• [ABOUT THIS EXERCISE] In the article on physician pay and inflation, by how much did primary care providers' median total compensation grow in 2022?

Inflation continues to outpace physician compensation increases
Just as medical practices have begun to put COVID’s impact on staffing, productivity and compensation in their rearview mirror, new data have revealed what the industry’s next hurdle will be—inflation.
A new report from the Medical Group Management Association suggests that although physicians and advanced practice providers (APPs) have received bumps in their average overall compensation, those pay increases have been outpaced by inflation.
The new data summary report, Benchmarking for the Future of Your Physician and APP Workforce, contains insight from nearly 190,000 providers across 6,800 organizations. Some key takeaways from the report include:
In 2022, primary care providers’ median total compensation grew by 4.41%, doubling the increase tallied in 2021 (2.13%). However, that growth did not keep pace with inflation during that same time period, which was at 7% and 6.5%, respectively.
Growth in compensation was not consistent across specialties. For example, urgent care physicians saw growth of approximately .13% between 2021 and 2022, while family medicine specialists saw a 10.57% increase. On the other side of that coin, surgical and nonsurgical specialists saw their growth in 2022 decrease slightly from their 2021 figures.
Advanced practice providers’ (nurse practitioners, physician assistants, etc.) growth in compensation also declined slightly in 2022, decreasing from 3.98% in 2021 to 3.7%.
Compared to prepandemic benchmarks, productivity (based on work RVUs, total RVUs, professional collections and charges) saw slight increases in 2022. The differences in collections ranged from $96,580 to $172,221 between PCPs, surgical and nonsurgical specialists and APPs.
The biggest change in work RVUs was seen in dermatology, hematology/oncology and family medicine.
Physician-owned practices reported higher productivity in comparison to hospital-owned practices.
The report indicates that staffing shortages remain a hurdle in recovering productivity at practices. MGMA suggests that the data contained in the report could help guide practices in developing compensation models that will attract and retain talent.

• [PROVIDED MATERIAL]

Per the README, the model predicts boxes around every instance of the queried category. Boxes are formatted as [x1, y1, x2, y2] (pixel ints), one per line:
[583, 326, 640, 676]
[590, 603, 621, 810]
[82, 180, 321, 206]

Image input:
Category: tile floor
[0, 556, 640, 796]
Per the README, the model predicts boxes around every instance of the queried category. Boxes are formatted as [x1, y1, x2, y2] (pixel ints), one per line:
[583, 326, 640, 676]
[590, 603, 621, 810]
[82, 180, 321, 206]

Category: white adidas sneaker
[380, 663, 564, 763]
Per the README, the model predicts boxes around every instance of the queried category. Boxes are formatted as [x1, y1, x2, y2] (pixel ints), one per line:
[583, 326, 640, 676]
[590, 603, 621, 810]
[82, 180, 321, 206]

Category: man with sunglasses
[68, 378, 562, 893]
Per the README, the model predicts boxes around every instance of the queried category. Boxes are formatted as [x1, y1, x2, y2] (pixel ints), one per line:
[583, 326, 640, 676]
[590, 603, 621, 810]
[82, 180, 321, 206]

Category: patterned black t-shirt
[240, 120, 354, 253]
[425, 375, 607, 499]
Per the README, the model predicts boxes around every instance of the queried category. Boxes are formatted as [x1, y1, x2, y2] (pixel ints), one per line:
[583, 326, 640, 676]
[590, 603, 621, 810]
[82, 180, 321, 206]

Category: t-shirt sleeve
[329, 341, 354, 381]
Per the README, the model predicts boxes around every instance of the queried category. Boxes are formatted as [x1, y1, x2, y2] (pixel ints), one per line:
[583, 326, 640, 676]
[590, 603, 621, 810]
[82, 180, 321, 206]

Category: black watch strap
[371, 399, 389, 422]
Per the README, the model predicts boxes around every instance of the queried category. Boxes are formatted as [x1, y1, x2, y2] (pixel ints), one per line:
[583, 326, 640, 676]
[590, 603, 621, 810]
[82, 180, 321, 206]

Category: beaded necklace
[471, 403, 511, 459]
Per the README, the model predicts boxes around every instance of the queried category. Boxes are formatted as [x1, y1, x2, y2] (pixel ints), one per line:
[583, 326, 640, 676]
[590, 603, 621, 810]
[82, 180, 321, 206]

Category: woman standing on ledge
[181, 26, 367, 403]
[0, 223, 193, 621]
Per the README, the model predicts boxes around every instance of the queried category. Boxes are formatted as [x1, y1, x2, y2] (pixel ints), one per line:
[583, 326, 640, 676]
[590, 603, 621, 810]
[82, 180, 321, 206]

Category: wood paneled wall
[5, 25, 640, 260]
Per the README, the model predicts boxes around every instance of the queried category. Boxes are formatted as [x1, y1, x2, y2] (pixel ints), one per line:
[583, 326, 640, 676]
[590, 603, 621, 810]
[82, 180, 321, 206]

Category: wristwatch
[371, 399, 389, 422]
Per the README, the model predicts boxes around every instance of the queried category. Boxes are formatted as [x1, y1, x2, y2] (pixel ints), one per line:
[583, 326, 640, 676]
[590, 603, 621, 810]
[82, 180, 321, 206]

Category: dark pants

• [TASK OUTPUT] 4.41%